▶ [AIM]:
Write the line that includes "Pest-scouting request: point out the hill" and all subsequent lines, exactly as written, and nothing more.

▶ [MATERIAL TO PROCESS]:
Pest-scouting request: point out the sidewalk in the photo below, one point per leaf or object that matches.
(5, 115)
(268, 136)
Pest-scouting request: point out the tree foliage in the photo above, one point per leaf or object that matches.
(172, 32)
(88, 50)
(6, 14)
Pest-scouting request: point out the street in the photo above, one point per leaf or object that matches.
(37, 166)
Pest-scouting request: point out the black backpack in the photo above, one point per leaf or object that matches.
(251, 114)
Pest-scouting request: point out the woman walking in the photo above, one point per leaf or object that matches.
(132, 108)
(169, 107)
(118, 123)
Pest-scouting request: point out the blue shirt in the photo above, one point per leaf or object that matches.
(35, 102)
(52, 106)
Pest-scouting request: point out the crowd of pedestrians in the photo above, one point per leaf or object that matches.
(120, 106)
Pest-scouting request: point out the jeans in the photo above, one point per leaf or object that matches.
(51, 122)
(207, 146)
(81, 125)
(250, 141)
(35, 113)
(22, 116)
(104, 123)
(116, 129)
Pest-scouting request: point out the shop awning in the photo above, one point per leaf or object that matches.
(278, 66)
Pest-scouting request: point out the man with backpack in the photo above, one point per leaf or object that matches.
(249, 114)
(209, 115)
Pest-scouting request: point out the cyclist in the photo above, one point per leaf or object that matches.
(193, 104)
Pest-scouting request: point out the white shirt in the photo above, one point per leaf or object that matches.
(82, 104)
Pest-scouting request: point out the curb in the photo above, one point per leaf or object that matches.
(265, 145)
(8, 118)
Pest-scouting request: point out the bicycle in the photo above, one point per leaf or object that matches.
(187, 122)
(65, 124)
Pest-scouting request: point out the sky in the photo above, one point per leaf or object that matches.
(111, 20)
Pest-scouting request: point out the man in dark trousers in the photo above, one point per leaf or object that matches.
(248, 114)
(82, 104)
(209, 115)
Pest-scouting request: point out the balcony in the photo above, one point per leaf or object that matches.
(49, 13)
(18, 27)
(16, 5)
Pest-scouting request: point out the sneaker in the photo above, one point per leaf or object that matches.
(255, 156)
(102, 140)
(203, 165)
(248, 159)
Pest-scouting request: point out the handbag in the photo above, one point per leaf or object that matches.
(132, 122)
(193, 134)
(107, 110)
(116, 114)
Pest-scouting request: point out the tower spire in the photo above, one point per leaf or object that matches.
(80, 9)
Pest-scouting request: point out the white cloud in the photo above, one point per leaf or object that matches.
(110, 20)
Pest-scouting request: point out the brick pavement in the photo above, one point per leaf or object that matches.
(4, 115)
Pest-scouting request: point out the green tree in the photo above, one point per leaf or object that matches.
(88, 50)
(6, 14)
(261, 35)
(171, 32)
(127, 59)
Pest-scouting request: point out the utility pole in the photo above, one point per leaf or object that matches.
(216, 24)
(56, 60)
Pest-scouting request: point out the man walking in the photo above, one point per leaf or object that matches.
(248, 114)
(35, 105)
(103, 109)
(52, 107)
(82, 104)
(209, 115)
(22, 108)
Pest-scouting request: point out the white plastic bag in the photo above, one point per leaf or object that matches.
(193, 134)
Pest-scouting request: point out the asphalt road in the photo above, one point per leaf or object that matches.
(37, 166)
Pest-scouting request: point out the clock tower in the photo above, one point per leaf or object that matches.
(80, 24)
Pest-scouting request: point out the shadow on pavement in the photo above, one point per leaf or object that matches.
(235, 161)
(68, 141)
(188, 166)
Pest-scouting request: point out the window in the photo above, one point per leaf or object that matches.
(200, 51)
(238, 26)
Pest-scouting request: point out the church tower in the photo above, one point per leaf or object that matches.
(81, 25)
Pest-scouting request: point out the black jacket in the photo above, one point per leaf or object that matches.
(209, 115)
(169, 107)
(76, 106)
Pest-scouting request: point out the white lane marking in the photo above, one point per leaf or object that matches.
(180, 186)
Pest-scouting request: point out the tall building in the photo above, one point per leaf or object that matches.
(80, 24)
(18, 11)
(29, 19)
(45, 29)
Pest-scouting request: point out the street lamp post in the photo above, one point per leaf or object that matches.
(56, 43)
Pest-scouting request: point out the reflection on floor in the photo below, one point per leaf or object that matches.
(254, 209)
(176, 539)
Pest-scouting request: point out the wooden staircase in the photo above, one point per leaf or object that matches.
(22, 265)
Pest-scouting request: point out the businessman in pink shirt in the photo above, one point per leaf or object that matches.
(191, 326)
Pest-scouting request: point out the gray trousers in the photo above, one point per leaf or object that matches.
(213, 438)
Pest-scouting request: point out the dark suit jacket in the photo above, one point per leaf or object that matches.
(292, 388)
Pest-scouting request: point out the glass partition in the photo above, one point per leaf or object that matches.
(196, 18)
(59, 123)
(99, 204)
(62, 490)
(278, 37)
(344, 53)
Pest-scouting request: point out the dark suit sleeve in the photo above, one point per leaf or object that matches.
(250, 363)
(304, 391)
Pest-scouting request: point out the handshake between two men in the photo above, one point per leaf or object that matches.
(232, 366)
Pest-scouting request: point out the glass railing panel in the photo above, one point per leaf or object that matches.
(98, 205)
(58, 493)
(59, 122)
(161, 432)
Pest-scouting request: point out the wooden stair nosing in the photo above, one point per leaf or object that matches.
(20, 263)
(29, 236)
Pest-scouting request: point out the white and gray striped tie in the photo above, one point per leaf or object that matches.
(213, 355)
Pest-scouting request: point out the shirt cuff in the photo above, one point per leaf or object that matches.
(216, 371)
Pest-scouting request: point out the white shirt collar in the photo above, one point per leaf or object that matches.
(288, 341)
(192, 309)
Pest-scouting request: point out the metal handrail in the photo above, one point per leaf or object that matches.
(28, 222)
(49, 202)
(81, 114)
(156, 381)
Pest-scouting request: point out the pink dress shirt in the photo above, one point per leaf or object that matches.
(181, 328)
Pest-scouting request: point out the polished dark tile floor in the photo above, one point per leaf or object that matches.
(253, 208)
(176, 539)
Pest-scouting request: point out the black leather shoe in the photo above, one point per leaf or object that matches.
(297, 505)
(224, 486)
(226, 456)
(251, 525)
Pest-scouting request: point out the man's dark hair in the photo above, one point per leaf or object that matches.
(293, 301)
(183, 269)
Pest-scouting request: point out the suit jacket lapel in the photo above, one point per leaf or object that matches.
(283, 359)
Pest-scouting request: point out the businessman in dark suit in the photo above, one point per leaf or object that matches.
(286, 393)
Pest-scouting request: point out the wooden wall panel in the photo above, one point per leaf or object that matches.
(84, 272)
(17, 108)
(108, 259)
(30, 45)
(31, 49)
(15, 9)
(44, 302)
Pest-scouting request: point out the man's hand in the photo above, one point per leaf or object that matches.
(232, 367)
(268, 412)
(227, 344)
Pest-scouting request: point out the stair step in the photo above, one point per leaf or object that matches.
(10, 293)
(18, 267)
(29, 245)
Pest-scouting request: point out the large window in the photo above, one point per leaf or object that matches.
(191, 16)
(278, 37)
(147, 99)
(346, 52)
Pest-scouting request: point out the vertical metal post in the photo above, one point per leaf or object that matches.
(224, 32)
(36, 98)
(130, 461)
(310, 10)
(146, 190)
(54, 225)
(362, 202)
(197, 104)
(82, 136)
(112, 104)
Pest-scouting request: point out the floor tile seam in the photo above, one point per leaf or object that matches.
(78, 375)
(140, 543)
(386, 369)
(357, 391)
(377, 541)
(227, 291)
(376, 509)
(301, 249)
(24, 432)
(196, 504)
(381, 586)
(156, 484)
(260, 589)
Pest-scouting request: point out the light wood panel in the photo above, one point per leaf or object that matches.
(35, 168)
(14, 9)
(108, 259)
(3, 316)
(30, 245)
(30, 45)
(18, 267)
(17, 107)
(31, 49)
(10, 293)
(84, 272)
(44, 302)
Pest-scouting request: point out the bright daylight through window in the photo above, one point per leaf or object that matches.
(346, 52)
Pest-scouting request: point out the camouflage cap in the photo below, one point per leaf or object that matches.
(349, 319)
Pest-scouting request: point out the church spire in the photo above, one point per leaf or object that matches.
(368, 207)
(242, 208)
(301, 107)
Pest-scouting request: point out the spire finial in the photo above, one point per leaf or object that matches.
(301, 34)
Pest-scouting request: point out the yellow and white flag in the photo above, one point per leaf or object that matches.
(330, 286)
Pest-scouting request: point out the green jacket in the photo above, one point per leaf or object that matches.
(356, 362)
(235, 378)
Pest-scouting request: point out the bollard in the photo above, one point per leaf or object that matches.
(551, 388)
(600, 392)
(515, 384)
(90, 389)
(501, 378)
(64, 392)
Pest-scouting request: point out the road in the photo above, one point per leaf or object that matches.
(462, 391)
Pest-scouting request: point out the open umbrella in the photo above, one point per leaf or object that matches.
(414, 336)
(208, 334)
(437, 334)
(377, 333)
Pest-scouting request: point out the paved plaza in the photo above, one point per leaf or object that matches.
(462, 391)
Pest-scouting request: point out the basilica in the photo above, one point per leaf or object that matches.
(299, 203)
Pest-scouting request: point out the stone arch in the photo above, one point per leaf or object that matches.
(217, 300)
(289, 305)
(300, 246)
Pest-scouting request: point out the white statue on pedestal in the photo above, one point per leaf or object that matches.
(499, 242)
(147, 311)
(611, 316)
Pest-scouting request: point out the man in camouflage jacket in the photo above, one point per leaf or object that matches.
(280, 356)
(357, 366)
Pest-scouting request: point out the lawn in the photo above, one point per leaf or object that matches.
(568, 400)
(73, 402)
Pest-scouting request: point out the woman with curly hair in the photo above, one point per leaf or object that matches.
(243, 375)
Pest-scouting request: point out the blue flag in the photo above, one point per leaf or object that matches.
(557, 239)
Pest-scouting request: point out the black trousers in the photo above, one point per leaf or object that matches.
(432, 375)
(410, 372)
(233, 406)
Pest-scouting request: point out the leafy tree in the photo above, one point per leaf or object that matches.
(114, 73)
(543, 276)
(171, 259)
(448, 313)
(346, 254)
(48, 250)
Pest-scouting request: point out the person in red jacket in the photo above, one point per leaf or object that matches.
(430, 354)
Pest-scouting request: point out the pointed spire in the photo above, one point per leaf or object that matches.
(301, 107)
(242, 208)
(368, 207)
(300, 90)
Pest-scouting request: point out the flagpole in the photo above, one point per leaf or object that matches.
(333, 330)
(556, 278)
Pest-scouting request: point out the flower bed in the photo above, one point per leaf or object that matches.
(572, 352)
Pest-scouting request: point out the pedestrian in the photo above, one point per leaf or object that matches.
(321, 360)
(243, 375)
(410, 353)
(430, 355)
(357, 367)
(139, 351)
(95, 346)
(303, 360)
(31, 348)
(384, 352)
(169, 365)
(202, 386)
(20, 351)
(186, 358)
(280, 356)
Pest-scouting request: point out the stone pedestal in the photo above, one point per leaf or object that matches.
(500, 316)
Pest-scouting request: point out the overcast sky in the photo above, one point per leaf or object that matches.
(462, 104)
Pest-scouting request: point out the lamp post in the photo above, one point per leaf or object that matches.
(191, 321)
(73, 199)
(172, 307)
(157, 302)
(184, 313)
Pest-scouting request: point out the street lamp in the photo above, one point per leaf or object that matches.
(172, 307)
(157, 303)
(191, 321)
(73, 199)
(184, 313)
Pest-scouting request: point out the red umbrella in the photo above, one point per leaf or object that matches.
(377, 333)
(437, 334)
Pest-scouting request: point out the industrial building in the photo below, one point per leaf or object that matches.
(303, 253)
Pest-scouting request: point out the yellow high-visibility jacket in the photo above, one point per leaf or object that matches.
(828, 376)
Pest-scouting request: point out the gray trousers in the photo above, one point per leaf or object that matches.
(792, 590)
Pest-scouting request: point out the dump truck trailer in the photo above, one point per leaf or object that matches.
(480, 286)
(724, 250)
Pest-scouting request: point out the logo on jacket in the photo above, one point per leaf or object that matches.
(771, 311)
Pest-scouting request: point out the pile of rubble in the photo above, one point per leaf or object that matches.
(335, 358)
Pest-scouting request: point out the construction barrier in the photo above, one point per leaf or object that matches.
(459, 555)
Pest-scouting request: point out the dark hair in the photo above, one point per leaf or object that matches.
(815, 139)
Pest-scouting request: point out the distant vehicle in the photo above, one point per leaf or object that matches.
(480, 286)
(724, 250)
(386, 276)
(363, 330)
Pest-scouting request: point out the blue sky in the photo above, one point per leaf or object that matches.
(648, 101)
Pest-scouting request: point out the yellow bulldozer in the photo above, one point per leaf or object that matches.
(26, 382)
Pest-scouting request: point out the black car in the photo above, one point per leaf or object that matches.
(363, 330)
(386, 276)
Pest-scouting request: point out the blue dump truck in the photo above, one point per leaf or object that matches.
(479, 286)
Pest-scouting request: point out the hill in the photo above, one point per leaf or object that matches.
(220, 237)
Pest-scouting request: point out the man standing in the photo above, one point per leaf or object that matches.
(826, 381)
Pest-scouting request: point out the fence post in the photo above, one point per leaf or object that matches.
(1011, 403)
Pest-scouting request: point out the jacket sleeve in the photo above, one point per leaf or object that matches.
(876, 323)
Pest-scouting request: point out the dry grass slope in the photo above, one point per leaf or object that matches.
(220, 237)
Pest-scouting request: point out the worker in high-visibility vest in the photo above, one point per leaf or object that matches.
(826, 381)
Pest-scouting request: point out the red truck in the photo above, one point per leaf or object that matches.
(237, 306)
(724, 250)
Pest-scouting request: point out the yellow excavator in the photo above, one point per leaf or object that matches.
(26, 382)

▶ [CORRECT RESPONSE]:
Pest-scouting request: point out the hill in the photo above, one point per leaf or object that matches.
(220, 237)
Pest-scouting request: point out the man standing in the photo above, one point per leaf or object that matches.
(826, 381)
Pest-scouting request: point out the fence post in the photo above, one point per leaf or object that matches.
(1011, 403)
Pest-scouting request: point out the jacket sleeve in the photo above, one point per leaf or object that matches.
(876, 323)
Pest-scouting request: point out the dry grass slope in the photo above, one point per leaf or object that matches.
(220, 237)
Pest-scouting request: point out the worker in high-visibility vest in the photo above, one point per leaf or object that matches.
(826, 381)
Pest-scouting request: point out the red truck in the photo above, one point per leaf or object that matches.
(237, 306)
(724, 250)
Pest-scouting request: point out the yellow excavator in the photo above, one point per leaf or object that matches.
(26, 382)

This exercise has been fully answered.